## Record set
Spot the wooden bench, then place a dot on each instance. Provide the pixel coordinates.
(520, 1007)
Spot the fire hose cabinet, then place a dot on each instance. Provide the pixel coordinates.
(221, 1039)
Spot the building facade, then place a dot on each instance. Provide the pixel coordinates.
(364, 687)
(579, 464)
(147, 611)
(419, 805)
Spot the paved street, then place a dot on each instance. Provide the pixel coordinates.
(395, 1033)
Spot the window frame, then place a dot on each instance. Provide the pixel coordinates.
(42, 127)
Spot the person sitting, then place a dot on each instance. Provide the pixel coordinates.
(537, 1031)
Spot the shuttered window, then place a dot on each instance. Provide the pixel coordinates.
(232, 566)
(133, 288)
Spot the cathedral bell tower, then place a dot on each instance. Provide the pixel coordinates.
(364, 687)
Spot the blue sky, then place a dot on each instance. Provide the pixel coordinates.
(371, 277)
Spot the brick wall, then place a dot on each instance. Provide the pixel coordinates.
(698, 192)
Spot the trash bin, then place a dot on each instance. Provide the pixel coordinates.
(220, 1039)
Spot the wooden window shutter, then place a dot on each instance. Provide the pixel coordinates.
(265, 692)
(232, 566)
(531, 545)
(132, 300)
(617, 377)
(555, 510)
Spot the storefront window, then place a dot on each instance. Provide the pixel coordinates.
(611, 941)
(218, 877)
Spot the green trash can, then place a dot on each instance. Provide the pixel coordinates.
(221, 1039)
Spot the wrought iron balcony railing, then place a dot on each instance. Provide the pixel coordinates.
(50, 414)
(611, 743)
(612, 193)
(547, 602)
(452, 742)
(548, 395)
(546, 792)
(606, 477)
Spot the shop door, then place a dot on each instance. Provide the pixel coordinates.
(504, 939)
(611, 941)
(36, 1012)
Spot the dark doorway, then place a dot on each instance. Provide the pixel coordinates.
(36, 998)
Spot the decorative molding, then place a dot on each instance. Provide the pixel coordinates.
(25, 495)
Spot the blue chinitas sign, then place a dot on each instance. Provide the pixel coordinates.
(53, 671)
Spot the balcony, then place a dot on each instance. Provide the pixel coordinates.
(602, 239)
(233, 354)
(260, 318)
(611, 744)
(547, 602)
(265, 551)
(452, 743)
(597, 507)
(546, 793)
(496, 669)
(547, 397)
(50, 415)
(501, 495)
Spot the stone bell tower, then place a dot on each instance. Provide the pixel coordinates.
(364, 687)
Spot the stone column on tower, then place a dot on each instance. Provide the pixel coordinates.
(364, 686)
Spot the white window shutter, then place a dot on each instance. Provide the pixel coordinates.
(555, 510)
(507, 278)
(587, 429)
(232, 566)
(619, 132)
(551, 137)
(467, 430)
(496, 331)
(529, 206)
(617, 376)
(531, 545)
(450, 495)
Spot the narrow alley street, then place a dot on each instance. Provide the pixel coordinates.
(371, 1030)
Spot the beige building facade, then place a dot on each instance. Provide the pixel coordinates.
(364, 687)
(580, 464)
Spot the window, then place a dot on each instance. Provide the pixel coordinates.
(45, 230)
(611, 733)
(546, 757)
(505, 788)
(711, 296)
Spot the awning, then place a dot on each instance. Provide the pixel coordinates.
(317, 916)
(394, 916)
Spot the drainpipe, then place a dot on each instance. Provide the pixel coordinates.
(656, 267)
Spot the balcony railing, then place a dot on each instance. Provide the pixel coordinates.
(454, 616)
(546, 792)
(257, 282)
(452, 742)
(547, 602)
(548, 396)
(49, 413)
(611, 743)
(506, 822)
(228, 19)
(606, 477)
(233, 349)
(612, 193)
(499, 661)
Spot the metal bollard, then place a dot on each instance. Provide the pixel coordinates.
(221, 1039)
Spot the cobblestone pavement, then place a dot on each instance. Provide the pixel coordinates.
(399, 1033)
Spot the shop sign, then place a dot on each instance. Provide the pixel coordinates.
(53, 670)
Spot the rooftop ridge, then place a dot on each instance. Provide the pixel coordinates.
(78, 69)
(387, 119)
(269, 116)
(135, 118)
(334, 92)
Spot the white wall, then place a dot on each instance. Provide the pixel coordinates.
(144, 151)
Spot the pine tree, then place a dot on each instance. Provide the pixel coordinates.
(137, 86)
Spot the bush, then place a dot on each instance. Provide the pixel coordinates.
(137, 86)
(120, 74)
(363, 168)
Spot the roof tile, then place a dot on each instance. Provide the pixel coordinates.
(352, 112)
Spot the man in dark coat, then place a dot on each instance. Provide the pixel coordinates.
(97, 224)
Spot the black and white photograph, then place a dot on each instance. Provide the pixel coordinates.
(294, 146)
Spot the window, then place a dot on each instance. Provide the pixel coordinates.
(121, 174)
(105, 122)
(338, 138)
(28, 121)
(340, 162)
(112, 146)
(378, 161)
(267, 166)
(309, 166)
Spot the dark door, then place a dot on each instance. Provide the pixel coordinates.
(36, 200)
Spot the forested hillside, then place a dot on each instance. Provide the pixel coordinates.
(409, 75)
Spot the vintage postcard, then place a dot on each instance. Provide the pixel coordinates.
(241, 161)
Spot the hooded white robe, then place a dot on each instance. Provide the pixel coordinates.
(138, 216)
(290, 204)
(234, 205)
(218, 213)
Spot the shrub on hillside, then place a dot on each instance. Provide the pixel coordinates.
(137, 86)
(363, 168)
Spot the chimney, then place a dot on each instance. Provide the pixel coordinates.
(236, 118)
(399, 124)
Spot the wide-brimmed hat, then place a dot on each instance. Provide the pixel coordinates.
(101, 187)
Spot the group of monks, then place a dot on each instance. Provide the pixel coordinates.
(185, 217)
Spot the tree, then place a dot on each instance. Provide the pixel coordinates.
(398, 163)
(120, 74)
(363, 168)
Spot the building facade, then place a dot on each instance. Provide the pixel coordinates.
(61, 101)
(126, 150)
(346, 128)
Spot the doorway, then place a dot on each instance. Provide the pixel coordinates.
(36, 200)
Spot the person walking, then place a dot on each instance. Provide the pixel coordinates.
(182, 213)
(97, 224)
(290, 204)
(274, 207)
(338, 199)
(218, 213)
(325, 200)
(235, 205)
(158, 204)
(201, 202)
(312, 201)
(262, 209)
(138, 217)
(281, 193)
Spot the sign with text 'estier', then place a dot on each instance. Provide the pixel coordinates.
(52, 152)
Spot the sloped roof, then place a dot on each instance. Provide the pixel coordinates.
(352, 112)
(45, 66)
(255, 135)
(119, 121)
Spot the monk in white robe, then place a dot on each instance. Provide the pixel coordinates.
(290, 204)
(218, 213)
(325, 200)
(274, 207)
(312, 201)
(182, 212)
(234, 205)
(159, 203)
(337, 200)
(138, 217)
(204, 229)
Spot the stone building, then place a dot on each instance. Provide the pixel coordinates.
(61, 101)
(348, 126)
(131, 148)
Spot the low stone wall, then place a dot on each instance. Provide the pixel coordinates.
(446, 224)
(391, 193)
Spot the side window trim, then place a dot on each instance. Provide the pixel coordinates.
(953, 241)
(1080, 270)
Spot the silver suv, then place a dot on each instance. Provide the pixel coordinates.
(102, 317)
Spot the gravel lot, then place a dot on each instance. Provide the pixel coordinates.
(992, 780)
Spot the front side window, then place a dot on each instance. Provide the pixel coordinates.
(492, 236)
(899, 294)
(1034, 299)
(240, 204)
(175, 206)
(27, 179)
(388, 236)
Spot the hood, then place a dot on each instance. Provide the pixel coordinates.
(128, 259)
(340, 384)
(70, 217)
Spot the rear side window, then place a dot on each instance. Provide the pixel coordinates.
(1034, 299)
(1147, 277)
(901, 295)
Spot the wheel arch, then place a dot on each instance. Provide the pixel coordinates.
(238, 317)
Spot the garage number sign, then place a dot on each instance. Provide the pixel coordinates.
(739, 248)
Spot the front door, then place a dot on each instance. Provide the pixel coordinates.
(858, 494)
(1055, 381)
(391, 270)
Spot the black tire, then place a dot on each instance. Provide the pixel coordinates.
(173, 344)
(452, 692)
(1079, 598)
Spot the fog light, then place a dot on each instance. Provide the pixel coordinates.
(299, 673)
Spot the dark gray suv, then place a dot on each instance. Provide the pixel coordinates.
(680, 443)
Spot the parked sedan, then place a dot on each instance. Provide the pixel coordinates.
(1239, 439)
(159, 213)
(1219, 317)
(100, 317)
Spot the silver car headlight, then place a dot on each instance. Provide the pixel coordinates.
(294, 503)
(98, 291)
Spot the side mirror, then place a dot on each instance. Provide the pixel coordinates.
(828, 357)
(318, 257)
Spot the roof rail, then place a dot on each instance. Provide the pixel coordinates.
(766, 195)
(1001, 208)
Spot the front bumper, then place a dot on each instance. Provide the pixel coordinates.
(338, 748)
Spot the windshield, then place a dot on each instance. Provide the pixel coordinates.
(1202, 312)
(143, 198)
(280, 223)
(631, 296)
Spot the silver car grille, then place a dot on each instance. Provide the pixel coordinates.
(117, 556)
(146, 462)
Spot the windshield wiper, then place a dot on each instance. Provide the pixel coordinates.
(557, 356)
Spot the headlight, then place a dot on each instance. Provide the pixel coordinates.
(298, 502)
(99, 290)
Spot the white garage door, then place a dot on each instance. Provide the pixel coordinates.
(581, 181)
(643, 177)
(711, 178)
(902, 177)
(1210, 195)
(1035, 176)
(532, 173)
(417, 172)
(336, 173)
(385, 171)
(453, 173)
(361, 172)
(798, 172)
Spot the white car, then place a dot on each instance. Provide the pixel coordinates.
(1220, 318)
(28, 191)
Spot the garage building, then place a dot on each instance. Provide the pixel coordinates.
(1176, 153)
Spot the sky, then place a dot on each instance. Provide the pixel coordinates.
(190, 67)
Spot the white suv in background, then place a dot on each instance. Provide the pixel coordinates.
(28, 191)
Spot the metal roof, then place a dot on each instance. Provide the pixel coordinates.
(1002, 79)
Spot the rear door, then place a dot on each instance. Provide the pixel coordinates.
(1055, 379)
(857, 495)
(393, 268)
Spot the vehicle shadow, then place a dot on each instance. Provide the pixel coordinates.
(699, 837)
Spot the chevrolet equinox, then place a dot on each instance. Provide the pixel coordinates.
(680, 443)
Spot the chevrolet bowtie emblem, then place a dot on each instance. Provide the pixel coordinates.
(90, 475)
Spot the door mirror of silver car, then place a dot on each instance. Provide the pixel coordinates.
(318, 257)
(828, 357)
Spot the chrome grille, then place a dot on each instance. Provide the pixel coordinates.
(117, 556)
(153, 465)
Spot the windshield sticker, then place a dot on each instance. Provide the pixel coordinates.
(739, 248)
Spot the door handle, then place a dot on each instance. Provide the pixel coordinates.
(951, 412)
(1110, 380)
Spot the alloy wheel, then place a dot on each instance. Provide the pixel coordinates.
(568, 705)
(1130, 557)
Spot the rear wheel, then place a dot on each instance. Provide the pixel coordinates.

## Work order
Exactly reproduce the lines that run from the line with "Spot the door mirror" through the last line of the records, inclusive.

## Solution for this exercise
Spot the door mirror of silver car, then place a dot on each instance. Provide the pixel coordinates.
(318, 257)
(828, 357)
Spot the chrome grille, then place a dot on each instance. Provide the pixel coordinates.
(117, 556)
(153, 465)
Spot the windshield sticker, then place a dot on each instance. Provide the pixel coordinates.
(739, 248)
Spot the door handle, then place a dot on each instance. Provide the pixel coordinates.
(951, 412)
(1110, 380)
Spot the alloy wheel, then place a dot on each instance. Provide the pixel coordinates.
(568, 705)
(1130, 557)
Spot the rear wheel, then place a dot on each instance. Provide the pixel coordinates.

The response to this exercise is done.